Without including any pictures, copy each entry below exactly.

[Recorded data]
────────────────
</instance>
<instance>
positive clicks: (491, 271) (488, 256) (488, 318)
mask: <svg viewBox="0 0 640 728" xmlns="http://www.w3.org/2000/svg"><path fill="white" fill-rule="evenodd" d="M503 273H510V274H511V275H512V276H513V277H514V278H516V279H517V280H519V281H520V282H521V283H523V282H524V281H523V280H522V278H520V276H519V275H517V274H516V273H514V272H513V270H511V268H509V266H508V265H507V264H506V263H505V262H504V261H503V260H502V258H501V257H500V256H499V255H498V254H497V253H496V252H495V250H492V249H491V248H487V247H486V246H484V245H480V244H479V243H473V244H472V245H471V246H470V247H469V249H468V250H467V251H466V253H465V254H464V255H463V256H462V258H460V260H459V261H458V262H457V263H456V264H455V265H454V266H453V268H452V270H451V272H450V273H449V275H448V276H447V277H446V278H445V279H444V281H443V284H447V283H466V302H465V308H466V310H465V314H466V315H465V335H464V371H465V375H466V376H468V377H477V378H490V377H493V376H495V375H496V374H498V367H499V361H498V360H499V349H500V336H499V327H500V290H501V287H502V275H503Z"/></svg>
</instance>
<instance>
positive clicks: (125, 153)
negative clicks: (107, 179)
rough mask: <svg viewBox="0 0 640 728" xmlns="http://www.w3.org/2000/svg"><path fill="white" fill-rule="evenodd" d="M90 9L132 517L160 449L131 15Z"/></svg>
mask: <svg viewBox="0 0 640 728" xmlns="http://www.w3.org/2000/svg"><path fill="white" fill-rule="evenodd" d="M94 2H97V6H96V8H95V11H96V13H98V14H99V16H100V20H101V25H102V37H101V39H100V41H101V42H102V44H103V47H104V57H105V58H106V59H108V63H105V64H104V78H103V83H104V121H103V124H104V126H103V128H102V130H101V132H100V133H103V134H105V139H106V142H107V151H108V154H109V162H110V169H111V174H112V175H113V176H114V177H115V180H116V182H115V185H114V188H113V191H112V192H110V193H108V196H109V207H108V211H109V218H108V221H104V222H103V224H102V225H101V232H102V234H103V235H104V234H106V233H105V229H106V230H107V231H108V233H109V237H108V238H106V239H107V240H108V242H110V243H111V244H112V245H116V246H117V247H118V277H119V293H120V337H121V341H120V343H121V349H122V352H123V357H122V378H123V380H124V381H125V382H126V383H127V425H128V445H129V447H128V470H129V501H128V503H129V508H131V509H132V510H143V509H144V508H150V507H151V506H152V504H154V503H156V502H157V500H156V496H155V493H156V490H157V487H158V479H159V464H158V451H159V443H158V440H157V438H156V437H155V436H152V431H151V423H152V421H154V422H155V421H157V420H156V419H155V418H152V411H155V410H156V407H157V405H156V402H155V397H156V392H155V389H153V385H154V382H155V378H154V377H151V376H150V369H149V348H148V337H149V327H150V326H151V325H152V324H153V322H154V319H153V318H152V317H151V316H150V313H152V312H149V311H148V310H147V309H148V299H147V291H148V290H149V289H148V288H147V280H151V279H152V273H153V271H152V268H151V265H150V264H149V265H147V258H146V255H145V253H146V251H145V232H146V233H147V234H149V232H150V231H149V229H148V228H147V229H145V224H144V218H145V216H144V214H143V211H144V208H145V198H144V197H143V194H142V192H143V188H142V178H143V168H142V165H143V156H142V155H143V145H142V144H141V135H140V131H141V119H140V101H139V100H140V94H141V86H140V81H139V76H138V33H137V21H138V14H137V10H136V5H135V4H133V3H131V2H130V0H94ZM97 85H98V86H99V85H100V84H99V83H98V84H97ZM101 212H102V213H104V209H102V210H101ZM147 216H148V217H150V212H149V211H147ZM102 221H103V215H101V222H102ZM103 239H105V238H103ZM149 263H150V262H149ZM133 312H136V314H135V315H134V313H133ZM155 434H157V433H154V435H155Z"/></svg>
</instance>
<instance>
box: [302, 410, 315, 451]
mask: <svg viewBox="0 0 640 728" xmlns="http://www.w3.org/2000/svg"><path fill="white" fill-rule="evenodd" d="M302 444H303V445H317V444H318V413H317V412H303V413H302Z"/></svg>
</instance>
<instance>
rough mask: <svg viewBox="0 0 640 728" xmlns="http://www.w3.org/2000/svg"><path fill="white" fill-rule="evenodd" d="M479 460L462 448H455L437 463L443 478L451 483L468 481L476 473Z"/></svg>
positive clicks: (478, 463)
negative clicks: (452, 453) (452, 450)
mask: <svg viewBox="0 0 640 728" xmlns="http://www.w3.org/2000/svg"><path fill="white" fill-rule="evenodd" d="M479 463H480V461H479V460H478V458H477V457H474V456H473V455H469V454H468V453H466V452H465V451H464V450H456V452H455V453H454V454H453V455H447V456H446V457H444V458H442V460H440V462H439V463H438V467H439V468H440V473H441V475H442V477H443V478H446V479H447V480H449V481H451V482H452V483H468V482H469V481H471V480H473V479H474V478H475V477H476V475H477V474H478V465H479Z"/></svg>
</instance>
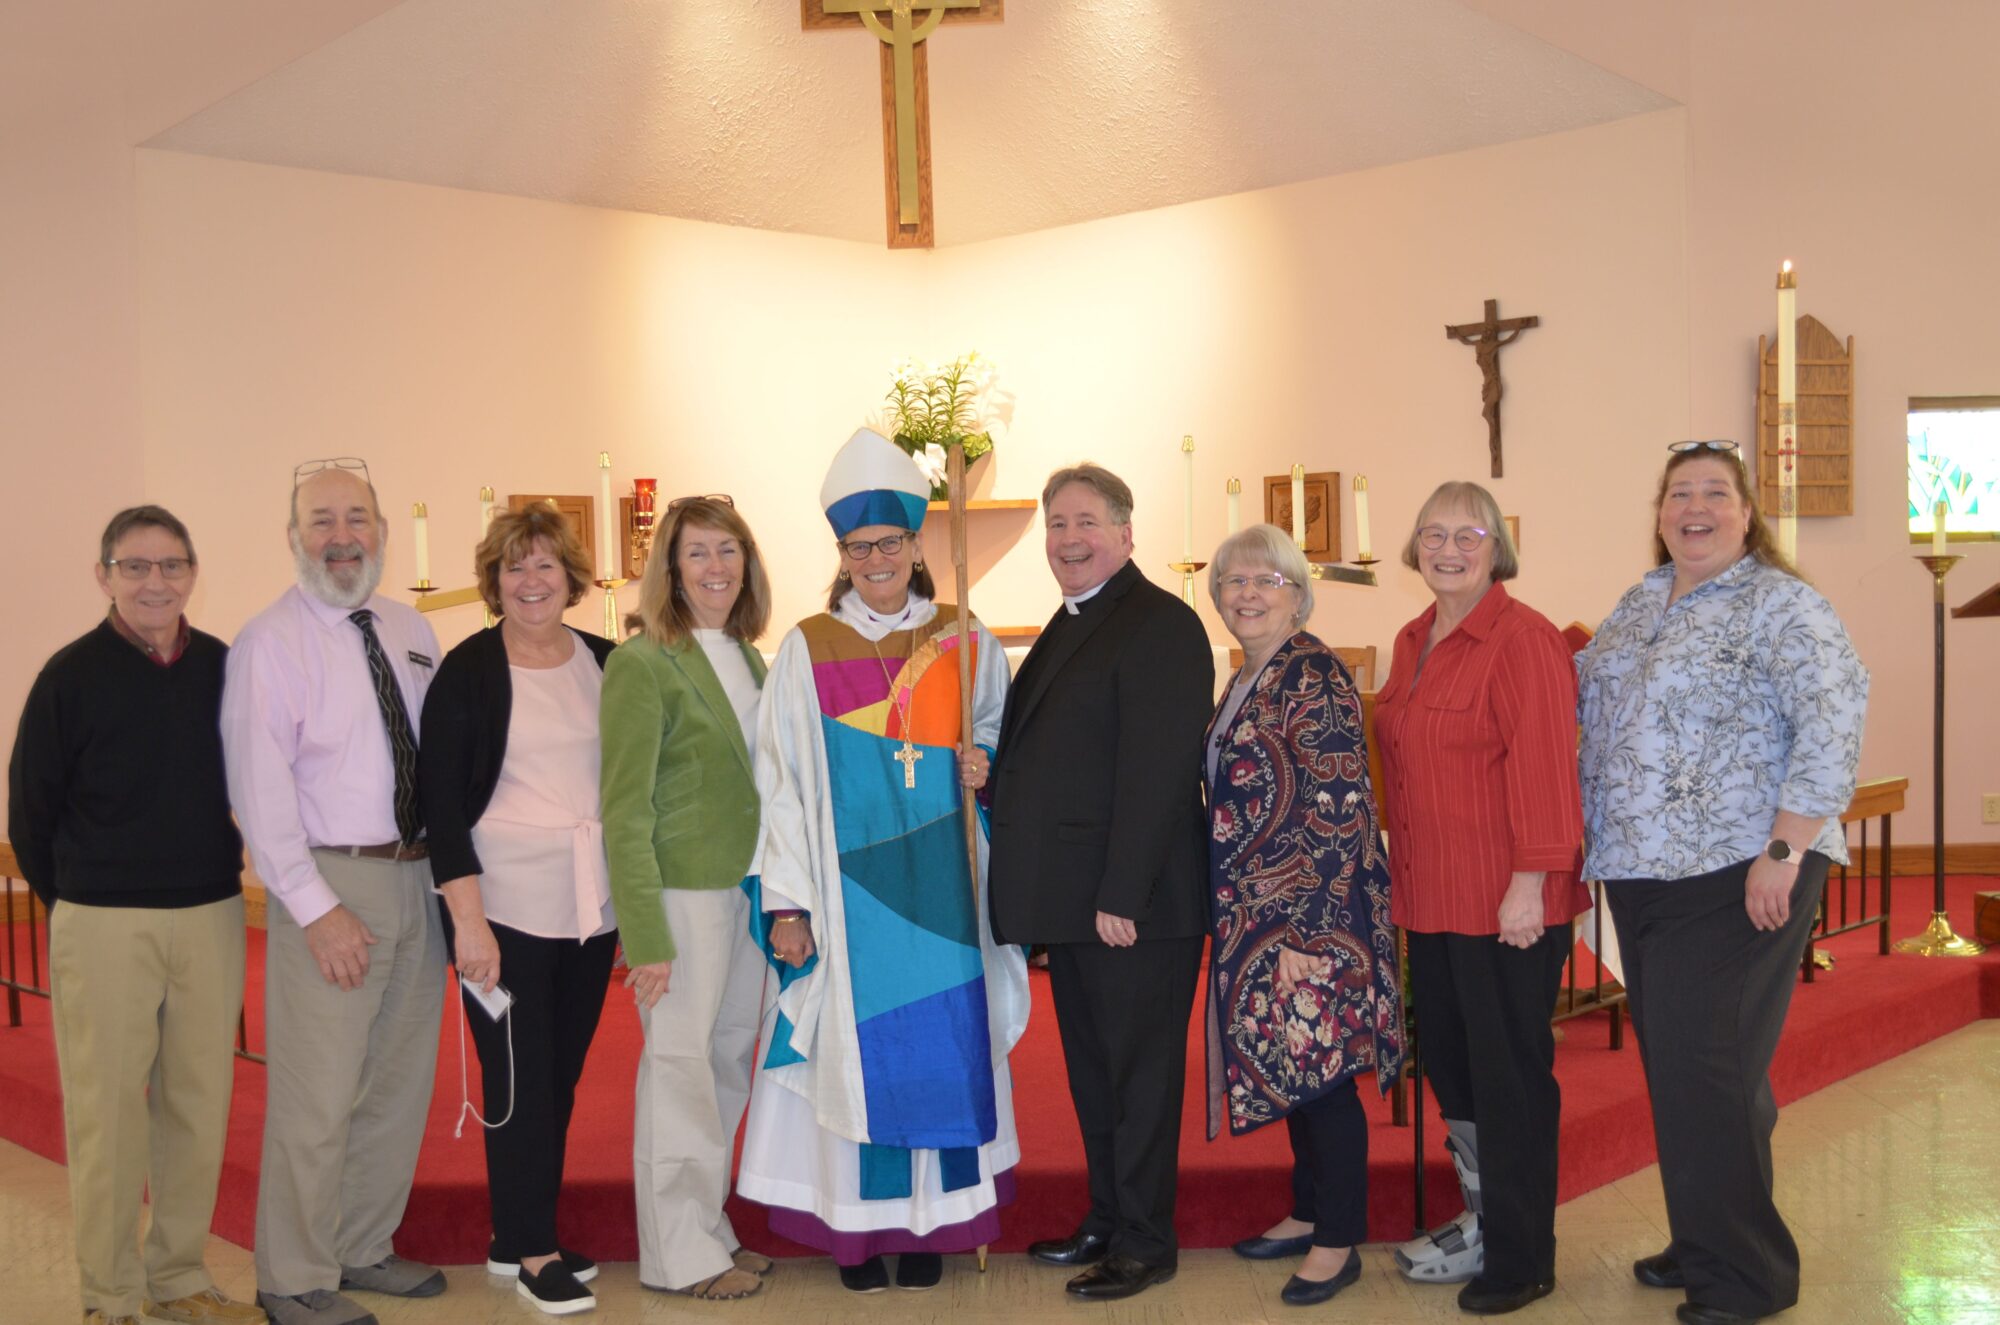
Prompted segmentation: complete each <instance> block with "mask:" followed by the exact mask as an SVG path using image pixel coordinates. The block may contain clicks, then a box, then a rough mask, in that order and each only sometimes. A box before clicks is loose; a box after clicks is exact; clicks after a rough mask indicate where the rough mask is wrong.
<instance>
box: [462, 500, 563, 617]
mask: <svg viewBox="0 0 2000 1325" xmlns="http://www.w3.org/2000/svg"><path fill="white" fill-rule="evenodd" d="M536 542H546V544H548V550H550V554H554V558H556V560H560V562H562V574H564V578H566V580H568V582H570V600H568V606H576V604H578V602H582V600H584V590H586V588H590V558H588V556H586V554H584V542H582V538H578V536H576V530H574V528H570V520H568V518H566V516H564V514H562V512H560V510H556V508H554V506H550V504H548V502H534V504H532V506H528V508H526V510H500V512H498V514H494V518H492V524H488V526H486V536H484V538H480V544H478V546H476V548H474V550H472V572H474V576H478V584H480V598H484V600H486V610H488V612H492V614H494V616H504V614H506V612H504V610H502V608H500V568H502V566H506V564H508V562H514V560H520V558H524V556H526V554H528V552H530V550H532V548H534V544H536Z"/></svg>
────────────────
→ **Result for this exercise**:
</instance>
<instance>
positive clicks: (491, 271) (488, 256) (488, 318)
mask: <svg viewBox="0 0 640 728" xmlns="http://www.w3.org/2000/svg"><path fill="white" fill-rule="evenodd" d="M503 273H510V274H511V275H512V276H513V277H514V278H516V279H517V280H519V281H520V282H521V283H523V282H524V281H523V280H522V278H520V276H519V275H517V274H516V273H514V272H513V270H511V268H509V266H508V265H507V264H506V263H505V262H504V261H503V260H502V258H501V257H500V256H499V255H498V254H497V253H496V252H495V250H492V249H491V248H487V247H486V246H484V245H480V244H479V243H473V244H472V245H471V246H470V247H469V249H468V250H467V251H466V253H465V254H464V255H463V256H462V258H460V260H459V261H458V262H457V263H456V264H455V265H454V266H453V268H452V270H451V272H450V273H449V275H448V276H447V277H446V278H445V279H444V281H443V284H447V283H466V302H465V308H466V310H465V314H466V315H465V335H464V371H465V375H466V376H468V377H477V378H490V377H493V376H495V375H496V374H498V367H499V361H498V360H499V349H500V336H499V327H500V290H501V287H502V275H503Z"/></svg>
</instance>
<instance>
positive clicks: (125, 153)
negative clicks: (107, 179)
rough mask: <svg viewBox="0 0 640 728" xmlns="http://www.w3.org/2000/svg"><path fill="white" fill-rule="evenodd" d="M90 9L132 517L160 449L131 15Z"/></svg>
mask: <svg viewBox="0 0 640 728" xmlns="http://www.w3.org/2000/svg"><path fill="white" fill-rule="evenodd" d="M94 2H97V6H96V8H95V11H96V13H98V14H99V16H100V20H101V25H102V37H101V39H100V41H101V42H102V44H103V47H104V57H105V58H106V59H108V63H105V64H104V78H103V83H104V121H103V124H104V126H103V128H102V130H101V132H100V133H103V134H105V139H106V142H107V151H108V154H109V162H110V169H111V174H112V175H113V176H114V177H115V180H116V182H115V185H114V188H113V191H112V192H110V193H108V196H109V207H108V211H109V218H108V221H104V222H103V224H102V225H101V232H102V234H103V235H104V234H106V233H105V229H106V230H107V231H108V233H109V237H108V238H106V239H107V240H108V242H110V243H111V244H112V245H116V246H117V247H118V277H119V293H120V337H121V341H120V343H121V349H122V352H123V357H122V378H123V380H124V381H125V382H126V383H127V425H128V445H129V447H128V470H129V501H128V503H129V508H131V509H132V510H143V509H144V508H150V507H151V506H152V504H154V503H156V502H157V500H156V496H155V493H156V490H157V487H158V479H159V464H158V451H159V443H158V440H157V438H156V437H155V436H152V431H151V423H152V421H154V422H155V421H157V420H156V419H155V418H152V411H155V410H156V407H157V405H156V402H155V397H156V392H155V389H153V385H154V382H155V378H154V377H151V376H150V369H149V348H148V337H149V327H150V326H151V325H152V324H153V322H154V319H153V318H152V317H151V316H150V313H152V312H149V311H148V310H147V309H148V299H147V291H148V290H149V289H148V288H147V280H151V279H152V273H153V271H152V268H151V265H150V264H149V265H147V258H146V255H145V253H146V251H145V232H146V233H147V234H149V232H150V231H149V229H148V228H147V229H145V224H144V218H145V216H144V214H143V211H144V208H145V198H144V197H143V194H142V192H143V188H142V178H143V168H142V165H143V156H142V155H143V145H142V144H141V135H140V131H141V119H140V101H139V100H140V94H141V86H140V81H139V76H138V33H137V21H138V14H137V10H136V5H135V4H133V3H131V2H130V0H94ZM97 85H98V86H99V85H100V84H99V83H98V84H97ZM101 212H102V213H104V209H102V210H101ZM147 216H148V217H150V212H149V211H147ZM102 221H103V215H101V222H102ZM103 239H105V238H103ZM149 263H150V262H149ZM133 312H136V314H135V315H134V313H133ZM155 434H157V433H154V435H155Z"/></svg>
</instance>
<instance>
box: [302, 410, 315, 451]
mask: <svg viewBox="0 0 640 728" xmlns="http://www.w3.org/2000/svg"><path fill="white" fill-rule="evenodd" d="M302 444H303V445H317V444H318V413H317V412H303V413H302Z"/></svg>
</instance>
<instance>
rough mask: <svg viewBox="0 0 640 728" xmlns="http://www.w3.org/2000/svg"><path fill="white" fill-rule="evenodd" d="M479 460L462 448H455L437 463L443 478L451 483L468 481L476 473Z"/></svg>
positive clicks: (478, 463)
negative clicks: (452, 453) (452, 450)
mask: <svg viewBox="0 0 640 728" xmlns="http://www.w3.org/2000/svg"><path fill="white" fill-rule="evenodd" d="M479 463H480V461H479V460H478V458H477V457H474V456H473V455H469V454H468V453H466V452H465V451H464V450H456V452H455V453H454V454H453V455H447V456H446V457H444V458H442V460H440V462H439V463H438V467H439V468H440V473H441V475H442V477H443V478H446V479H447V480H449V481H451V482H452V483H468V482H469V481H471V480H473V479H474V478H475V477H476V475H477V474H478V465H479Z"/></svg>
</instance>
Prompted segmentation: complete each <instance> block with "mask:" followed by the exact mask as an SVG path using image pixel coordinates. The block may contain clicks, then a box, then a rough mask, in that order and each only sometimes. A box before clicks is loose; a box after clicks is exact; clicks after a rough mask indicate where the rough mask is wrong.
<instance>
box: [462, 500, 563, 617]
mask: <svg viewBox="0 0 2000 1325" xmlns="http://www.w3.org/2000/svg"><path fill="white" fill-rule="evenodd" d="M536 542H546V544H548V550H550V554H554V558H556V560H560V562H562V574H564V578H566V580H568V582H570V600H568V606H576V604H578V602H582V600H584V590H586V588H590V558H588V556H586V554H584V542H582V538H578V536H576V530H574V528H570V520H568V518H566V516H564V514H562V512H560V510H556V508H554V506H550V504H548V502H534V504H532V506H528V508H526V510H500V512H498V514H494V518H492V524H488V526H486V536H484V538H480V544H478V546H476V548H474V550H472V572H474V576H478V584H480V598H484V600H486V610H488V612H492V614H494V616H504V614H506V612H504V610H502V608H500V568H502V566H506V564H508V562H514V560H520V558H524V556H526V554H528V552H530V550H532V548H534V544H536Z"/></svg>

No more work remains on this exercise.